ABOUT THIS EXERCISE → Check each line below for the word "Target", then please report how many lines have it and nothing more.

(Point localization data)
--*--

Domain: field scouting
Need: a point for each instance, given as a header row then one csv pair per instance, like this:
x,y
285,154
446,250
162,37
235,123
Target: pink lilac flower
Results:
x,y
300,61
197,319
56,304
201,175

--*--

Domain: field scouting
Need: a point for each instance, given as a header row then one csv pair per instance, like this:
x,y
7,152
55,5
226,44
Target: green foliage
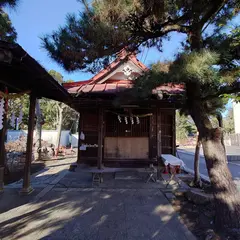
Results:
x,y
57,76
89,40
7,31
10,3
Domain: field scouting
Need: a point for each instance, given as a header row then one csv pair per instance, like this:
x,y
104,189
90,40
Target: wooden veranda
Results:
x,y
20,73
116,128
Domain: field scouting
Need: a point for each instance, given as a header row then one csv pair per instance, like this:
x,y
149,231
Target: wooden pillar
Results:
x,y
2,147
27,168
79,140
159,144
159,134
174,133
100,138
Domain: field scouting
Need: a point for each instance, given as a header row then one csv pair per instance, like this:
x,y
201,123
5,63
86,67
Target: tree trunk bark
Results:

--*--

SOLUTION TO THIS EXERCISE → 5